What you are asked to do. Tally the lines in the data below that contain the string "Objective", matching case exactly. Reply with the number alone.

Data provided.
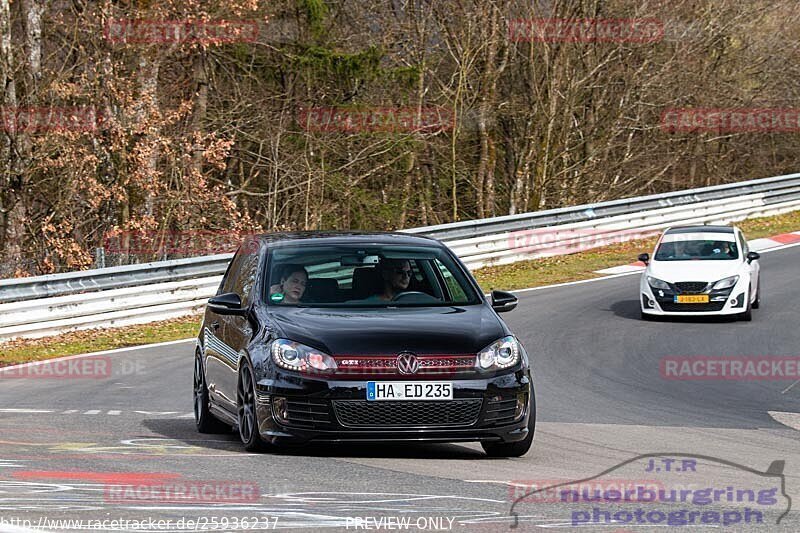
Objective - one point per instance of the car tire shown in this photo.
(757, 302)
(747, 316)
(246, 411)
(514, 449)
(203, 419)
...
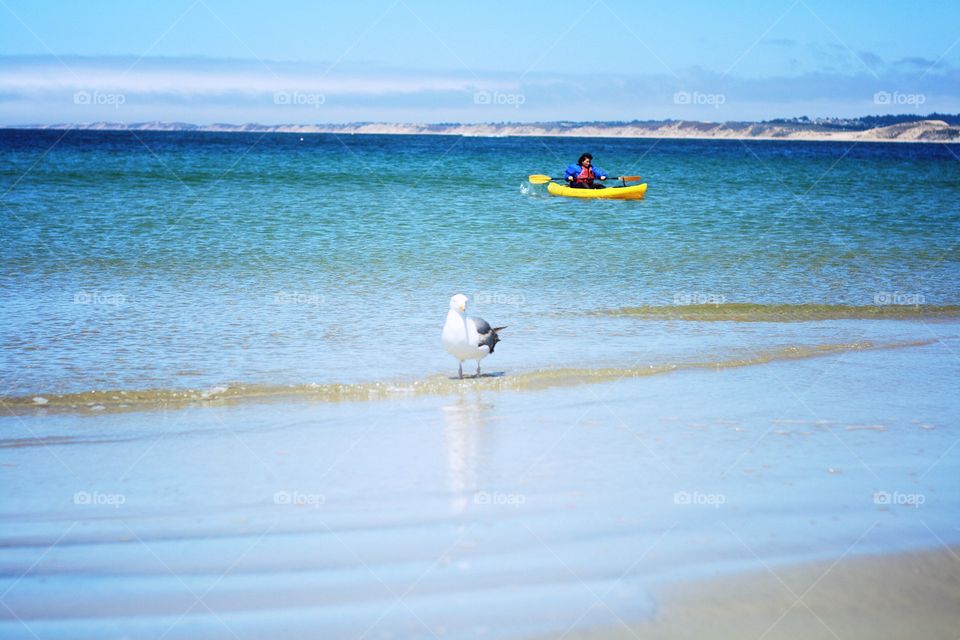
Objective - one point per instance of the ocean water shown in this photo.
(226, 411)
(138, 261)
--
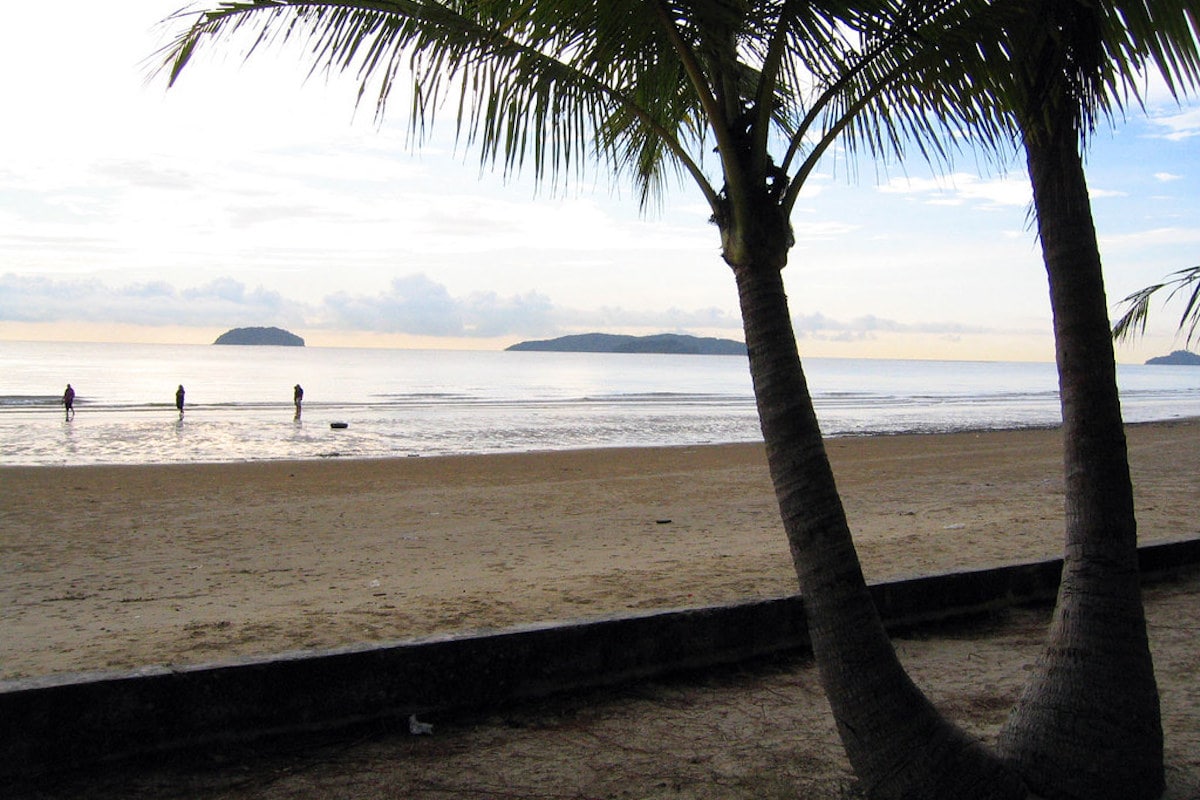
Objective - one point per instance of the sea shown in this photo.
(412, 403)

Solution to this problem. 3